# SUPPLIED MATERIAL start
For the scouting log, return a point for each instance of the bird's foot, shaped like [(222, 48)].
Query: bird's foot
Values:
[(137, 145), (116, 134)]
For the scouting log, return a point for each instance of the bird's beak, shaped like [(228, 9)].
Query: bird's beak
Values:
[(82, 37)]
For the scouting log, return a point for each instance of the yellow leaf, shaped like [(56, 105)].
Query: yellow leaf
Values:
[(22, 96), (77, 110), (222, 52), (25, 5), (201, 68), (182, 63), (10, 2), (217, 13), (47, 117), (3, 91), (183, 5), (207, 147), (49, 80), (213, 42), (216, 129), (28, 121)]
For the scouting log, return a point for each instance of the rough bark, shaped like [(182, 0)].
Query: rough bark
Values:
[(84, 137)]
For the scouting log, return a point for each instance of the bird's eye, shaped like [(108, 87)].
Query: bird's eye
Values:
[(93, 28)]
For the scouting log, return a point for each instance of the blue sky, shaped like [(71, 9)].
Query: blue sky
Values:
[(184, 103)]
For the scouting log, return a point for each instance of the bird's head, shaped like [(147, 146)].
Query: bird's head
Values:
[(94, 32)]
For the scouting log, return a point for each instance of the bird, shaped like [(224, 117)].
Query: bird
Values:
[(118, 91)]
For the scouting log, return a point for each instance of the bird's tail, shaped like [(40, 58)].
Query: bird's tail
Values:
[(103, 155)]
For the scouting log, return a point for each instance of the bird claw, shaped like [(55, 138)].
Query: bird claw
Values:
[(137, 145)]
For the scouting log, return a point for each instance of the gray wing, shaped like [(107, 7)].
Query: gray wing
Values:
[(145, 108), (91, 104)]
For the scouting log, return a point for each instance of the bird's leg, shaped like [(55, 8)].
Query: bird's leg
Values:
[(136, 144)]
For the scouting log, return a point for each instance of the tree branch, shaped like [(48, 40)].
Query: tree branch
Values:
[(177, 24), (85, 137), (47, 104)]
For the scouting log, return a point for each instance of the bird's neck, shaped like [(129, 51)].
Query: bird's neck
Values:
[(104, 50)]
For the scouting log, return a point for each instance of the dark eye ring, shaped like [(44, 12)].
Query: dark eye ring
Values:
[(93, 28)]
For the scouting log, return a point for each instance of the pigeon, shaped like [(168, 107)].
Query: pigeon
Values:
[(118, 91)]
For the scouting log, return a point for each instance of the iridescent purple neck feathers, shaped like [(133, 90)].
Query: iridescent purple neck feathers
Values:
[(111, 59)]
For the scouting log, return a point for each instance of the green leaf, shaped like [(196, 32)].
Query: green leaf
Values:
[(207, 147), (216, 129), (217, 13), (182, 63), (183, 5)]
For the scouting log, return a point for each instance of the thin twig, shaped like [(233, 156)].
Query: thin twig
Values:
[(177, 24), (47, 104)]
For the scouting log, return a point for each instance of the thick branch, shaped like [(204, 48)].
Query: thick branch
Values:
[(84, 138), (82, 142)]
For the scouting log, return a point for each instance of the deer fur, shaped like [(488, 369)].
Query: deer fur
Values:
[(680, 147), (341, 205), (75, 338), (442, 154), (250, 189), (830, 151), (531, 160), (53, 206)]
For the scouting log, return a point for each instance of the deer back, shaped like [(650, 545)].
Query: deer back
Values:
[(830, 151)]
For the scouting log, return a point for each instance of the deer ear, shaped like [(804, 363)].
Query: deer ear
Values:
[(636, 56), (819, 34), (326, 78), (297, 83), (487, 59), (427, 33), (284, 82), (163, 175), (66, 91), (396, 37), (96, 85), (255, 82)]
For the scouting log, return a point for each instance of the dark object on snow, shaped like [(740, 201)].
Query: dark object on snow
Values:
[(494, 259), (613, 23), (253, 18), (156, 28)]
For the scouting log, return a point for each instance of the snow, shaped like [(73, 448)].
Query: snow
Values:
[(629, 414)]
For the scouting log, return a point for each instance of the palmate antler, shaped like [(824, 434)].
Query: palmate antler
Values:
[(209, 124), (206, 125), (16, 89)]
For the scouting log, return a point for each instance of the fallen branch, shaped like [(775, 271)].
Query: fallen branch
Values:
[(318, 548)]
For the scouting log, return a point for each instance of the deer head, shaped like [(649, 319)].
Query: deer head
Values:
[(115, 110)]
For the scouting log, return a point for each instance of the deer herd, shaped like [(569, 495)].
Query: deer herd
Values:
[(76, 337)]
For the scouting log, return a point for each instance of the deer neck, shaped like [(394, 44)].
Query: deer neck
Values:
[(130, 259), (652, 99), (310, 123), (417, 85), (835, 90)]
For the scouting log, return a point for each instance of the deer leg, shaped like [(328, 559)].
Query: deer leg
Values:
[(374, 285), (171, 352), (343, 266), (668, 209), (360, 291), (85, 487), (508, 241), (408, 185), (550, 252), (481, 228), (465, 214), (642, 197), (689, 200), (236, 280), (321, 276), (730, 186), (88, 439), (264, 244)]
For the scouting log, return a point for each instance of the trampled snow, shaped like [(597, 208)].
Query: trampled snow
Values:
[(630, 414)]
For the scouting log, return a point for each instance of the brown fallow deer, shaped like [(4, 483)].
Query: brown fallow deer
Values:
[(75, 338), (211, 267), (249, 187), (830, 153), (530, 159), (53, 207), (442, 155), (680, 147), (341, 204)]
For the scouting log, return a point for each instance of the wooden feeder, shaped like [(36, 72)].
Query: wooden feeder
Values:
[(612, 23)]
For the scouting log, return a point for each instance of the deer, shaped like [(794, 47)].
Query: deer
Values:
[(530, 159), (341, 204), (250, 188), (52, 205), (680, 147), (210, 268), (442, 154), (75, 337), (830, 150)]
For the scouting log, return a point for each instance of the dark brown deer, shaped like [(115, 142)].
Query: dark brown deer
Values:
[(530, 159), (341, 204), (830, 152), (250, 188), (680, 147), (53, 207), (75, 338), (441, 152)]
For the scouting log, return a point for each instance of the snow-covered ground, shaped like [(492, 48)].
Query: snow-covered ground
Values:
# SUPPLIED MATERIAL end
- **REQUIRED TASK**:
Quote verbatim the line containing "like [(328, 559)]." and every line after it through the end of the records above.

- **WRITTEN SOLUTION**:
For the scouting log, return a point for each instance of the deer leg, shaped like [(328, 559)].
Query: deer leg
Values:
[(374, 285), (171, 352), (343, 266), (668, 209), (360, 291), (85, 487), (508, 241), (408, 185), (550, 252), (481, 228), (465, 214), (642, 197), (689, 200), (236, 280), (321, 276), (730, 186), (88, 439), (264, 244)]
For the scouting log, return a point for each instance of the trampled snow, shaped like [(597, 208)].
Query: trampled snow
Values:
[(630, 414)]
For the scouting log, return a point for each instance of the brown fallow deer, shaped like [(4, 483)].
Query: brown fallow deer
Values:
[(75, 338), (211, 267), (249, 187), (830, 153), (530, 159), (53, 207), (442, 155), (680, 147), (341, 204)]
For the scouting log, return a point for each instance of the wooden feeder, shaped like [(36, 72)].
Query: wooden feeder
Values:
[(612, 23)]
For the scouting log, return a point for each instance of the deer, shaped like [(794, 47)].
Query: deer
Values:
[(530, 159), (341, 204), (250, 188), (52, 205), (680, 147), (210, 268), (442, 154), (75, 337), (830, 150)]
For the scouting log, return a point for each instance of the dark brown deer, shaped like [(115, 142)].
Query: dark brown deer
Values:
[(530, 159), (341, 204), (830, 152), (250, 188), (680, 147), (53, 207), (75, 338), (441, 152)]
For the scouting log, return a point for each instance of the snow-covered ground, shaped like [(492, 48)].
Query: snow-covered ground
Values:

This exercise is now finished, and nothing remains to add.